• _Description of the task_: Collect every line of the listing below that contains the word "patterned", and copy each of those lines in full.

• _Records shown_:
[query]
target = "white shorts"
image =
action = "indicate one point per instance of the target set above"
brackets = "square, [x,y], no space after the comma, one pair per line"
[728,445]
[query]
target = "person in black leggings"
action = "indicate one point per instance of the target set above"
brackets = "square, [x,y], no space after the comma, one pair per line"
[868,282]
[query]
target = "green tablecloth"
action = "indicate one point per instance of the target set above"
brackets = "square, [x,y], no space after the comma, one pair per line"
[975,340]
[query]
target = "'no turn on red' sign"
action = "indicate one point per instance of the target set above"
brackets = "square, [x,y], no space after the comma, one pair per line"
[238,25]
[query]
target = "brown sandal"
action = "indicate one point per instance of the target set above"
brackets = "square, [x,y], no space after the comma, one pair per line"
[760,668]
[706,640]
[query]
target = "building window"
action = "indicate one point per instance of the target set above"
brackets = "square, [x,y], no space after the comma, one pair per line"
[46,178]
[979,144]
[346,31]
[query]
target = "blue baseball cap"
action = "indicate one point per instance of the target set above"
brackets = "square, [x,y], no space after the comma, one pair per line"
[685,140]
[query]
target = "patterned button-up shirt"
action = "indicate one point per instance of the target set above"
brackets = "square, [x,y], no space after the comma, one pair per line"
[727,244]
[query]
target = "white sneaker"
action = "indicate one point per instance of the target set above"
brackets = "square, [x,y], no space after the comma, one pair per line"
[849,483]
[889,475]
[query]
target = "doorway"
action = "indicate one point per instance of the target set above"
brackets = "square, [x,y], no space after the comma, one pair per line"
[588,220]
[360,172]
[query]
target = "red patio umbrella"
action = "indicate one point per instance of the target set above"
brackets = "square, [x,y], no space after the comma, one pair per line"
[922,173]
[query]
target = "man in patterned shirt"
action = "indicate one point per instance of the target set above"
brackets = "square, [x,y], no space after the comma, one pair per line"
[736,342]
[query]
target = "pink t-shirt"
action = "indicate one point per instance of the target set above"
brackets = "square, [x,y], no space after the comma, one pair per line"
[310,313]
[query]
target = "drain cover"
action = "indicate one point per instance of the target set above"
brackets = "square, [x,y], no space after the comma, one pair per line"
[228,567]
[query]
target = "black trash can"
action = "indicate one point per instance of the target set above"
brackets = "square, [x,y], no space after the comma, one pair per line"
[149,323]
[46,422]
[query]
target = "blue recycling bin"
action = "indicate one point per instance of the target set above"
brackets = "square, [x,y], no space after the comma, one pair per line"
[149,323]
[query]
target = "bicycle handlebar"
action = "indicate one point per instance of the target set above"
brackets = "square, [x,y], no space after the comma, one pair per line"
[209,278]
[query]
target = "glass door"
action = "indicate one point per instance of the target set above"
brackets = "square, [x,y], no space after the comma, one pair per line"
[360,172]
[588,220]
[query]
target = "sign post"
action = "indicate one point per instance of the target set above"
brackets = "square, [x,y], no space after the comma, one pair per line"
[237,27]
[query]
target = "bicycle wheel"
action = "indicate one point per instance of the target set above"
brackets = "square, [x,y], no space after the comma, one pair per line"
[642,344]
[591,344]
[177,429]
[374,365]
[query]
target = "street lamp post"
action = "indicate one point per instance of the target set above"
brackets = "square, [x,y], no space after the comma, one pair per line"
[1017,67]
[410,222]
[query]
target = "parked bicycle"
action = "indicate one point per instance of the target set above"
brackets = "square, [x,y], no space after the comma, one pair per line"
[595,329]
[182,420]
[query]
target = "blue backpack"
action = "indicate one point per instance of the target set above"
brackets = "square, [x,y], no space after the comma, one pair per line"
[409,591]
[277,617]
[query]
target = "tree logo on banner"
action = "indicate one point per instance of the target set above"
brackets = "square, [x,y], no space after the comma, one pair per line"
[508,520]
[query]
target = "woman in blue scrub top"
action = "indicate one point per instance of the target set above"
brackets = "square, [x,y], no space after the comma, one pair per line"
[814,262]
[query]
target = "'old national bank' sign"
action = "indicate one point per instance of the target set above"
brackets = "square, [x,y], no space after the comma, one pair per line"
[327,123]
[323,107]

• _Written response_:
target = "patterned button-up shirt"
target = "man in patterned shirt"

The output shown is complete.